Work to be completed = Set out every line of the entries below as a Markdown table with the columns "Row" and "Line", numbering the rows in order and omitting blank lines.

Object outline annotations

━━━━

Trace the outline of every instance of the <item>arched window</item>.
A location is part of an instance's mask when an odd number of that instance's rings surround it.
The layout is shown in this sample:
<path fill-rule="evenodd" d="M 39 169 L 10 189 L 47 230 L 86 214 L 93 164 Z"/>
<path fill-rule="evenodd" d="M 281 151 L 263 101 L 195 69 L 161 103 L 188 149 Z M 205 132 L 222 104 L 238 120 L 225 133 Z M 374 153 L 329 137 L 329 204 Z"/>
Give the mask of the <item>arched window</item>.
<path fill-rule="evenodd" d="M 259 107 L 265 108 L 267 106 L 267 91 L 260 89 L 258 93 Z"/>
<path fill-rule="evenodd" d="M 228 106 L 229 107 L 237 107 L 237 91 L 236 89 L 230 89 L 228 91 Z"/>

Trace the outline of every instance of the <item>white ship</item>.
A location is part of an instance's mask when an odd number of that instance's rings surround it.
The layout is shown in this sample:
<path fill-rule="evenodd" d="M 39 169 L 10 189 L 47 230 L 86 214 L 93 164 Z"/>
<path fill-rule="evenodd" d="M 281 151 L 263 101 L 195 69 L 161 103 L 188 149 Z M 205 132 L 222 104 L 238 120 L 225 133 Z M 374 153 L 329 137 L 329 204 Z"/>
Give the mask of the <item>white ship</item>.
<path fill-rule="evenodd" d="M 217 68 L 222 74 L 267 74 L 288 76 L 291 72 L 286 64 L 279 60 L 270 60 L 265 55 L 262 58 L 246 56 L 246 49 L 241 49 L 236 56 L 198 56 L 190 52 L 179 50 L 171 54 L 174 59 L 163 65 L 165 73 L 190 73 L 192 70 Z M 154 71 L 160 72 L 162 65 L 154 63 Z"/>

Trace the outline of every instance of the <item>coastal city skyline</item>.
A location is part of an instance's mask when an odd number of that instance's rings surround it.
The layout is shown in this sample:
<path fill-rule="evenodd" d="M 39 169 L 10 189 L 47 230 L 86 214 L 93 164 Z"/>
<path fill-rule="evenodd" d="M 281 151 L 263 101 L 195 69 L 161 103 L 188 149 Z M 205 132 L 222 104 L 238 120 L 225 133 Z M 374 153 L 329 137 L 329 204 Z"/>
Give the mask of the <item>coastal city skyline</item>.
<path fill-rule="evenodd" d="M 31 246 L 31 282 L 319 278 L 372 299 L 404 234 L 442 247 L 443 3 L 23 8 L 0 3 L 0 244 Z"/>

━━━━

Answer to the task =
| Row | Line |
|---|---|
| 1 | Trace the outline of every instance of the <item>arched window</item>. |
| 2 | A location is part of an instance's mask when an odd number of that instance's rings surround it. |
| 3 | The layout is shown in this sample: |
| 4 | <path fill-rule="evenodd" d="M 39 169 L 10 189 L 47 230 L 86 214 L 93 164 Z"/> |
| 5 | <path fill-rule="evenodd" d="M 281 151 L 263 101 L 195 69 L 161 103 L 188 149 Z M 205 132 L 222 104 L 238 120 L 225 133 Z M 374 153 L 329 137 L 329 204 Z"/> |
| 6 | Give the mask of the <item>arched window</item>. |
| 7 | <path fill-rule="evenodd" d="M 259 107 L 265 108 L 267 106 L 267 91 L 260 89 L 258 93 Z"/> |
| 8 | <path fill-rule="evenodd" d="M 228 106 L 229 107 L 237 107 L 237 91 L 236 89 L 230 89 L 228 91 Z"/> |
| 9 | Trace the outline of every instance of the <item>white ship</item>. |
| 10 | A location is part of an instance's mask when an odd number of that instance's rings surround it. |
| 11 | The layout is shown in this sample: |
| 12 | <path fill-rule="evenodd" d="M 39 169 L 10 189 L 47 230 L 86 214 L 93 164 Z"/> |
| 13 | <path fill-rule="evenodd" d="M 281 151 L 263 101 L 195 69 L 161 103 L 188 149 Z M 205 132 L 222 104 L 238 120 L 225 133 Z M 374 153 L 329 137 L 329 204 Z"/> |
| 14 | Give the mask of the <item>white ship</item>. |
| 15 | <path fill-rule="evenodd" d="M 217 68 L 222 74 L 267 74 L 288 76 L 291 72 L 286 64 L 279 60 L 270 60 L 265 55 L 262 58 L 246 56 L 246 49 L 241 49 L 236 56 L 198 56 L 190 52 L 179 50 L 171 54 L 174 59 L 163 65 L 165 73 L 190 73 L 192 70 Z M 154 71 L 160 72 L 162 65 L 154 63 Z"/> |
| 16 | Trace the outline of every instance of the <item>coastal city skyline</item>. |
| 17 | A location is part of an instance's mask when an odd number of that instance's rings surround it. |
| 18 | The layout is shown in this sample: |
| 19 | <path fill-rule="evenodd" d="M 39 169 L 10 189 L 47 230 L 86 214 L 93 164 Z"/> |
| 20 | <path fill-rule="evenodd" d="M 281 151 L 263 101 L 195 69 L 161 103 L 188 149 Z M 205 132 L 222 104 L 238 120 L 225 133 Z M 374 153 L 329 137 L 329 204 Z"/> |
| 21 | Give the mask of the <item>coastal city skyline</item>. |
| 22 | <path fill-rule="evenodd" d="M 31 246 L 31 282 L 319 278 L 372 299 L 404 234 L 442 247 L 443 3 L 23 8 L 0 3 L 0 244 Z"/> |